§ The request
Retype all of the data. Every line must match exactly.

§ Information provided

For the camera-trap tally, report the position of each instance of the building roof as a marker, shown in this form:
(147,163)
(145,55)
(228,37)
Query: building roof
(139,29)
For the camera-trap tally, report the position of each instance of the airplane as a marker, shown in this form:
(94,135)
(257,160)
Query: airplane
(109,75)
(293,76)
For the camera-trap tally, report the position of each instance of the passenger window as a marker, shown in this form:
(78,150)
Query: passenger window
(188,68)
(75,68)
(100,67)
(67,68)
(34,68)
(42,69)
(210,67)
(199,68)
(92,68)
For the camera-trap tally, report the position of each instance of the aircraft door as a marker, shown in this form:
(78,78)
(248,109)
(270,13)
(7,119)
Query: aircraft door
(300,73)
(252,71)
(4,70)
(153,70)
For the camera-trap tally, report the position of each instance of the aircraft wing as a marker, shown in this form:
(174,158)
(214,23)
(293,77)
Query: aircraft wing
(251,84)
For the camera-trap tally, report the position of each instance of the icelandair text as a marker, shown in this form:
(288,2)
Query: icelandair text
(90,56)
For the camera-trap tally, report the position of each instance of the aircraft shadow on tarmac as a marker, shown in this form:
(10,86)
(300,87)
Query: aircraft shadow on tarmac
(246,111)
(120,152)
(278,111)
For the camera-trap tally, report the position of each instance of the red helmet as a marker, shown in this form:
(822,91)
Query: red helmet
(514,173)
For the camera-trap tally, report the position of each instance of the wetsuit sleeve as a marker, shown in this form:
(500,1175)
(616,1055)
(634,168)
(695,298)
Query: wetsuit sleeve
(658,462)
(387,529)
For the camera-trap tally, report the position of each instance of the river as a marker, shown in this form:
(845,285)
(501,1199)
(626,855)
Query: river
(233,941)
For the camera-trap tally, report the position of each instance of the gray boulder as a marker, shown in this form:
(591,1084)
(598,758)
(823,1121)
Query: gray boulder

§ Final result
For the camera-trap tally, report the position of each instance of the building roof as a marker, shown in this form:
(147,163)
(145,55)
(228,37)
Query: building roof
(139,29)
For the camera-trap tally, report the position of each instance of the airplane as a marker, shown in this form:
(94,135)
(257,160)
Query: airplane
(109,75)
(293,76)
For the camera-trap tally, report the position of each instance of the passenger window as a marker, shown in this form:
(78,150)
Query: passenger window
(188,68)
(75,68)
(100,67)
(67,68)
(34,68)
(42,69)
(210,67)
(199,68)
(92,68)
For the camera-trap tally, report the position of each instance of the aircraft door as a marker, shown in this form:
(78,78)
(248,109)
(270,13)
(7,119)
Query: aircraft door
(300,73)
(252,71)
(4,70)
(153,70)
For the camera-trap tally, report the position of each instance of the aircraft wing as a marker, shown in this form:
(174,158)
(214,23)
(293,77)
Query: aircraft wing
(251,84)
For the camera-trap tally, report the position of each instance of the icelandair text as a marker, shown in this form:
(288,2)
Query: icelandair text
(90,56)
For the camera-trap tally, report the position of each instance of the aircraft shadow on tarmac as a marker, shown in this form:
(10,86)
(300,87)
Query: aircraft shadow on tarmac
(246,111)
(120,152)
(278,111)
For the camera-trap tally, report the position of each instance of the red helmet as a marker, shown in this form:
(822,91)
Query: red helmet
(514,173)
For the camera-trap tally, report the position of each instance of the wetsuit sleeve as a marker, shown in this form:
(500,1175)
(616,1055)
(634,168)
(695,298)
Query: wetsuit sleeve
(658,462)
(387,529)
For the camera-trap tally, report the position of each instance of the river as a marker, shown in this form:
(845,285)
(501,1199)
(626,855)
Query: river
(233,941)
For the camera-trap tally, report the position of each instance of the gray boulder as a marker, shown in this form:
(591,1084)
(598,758)
(823,1121)
Query: gray boulder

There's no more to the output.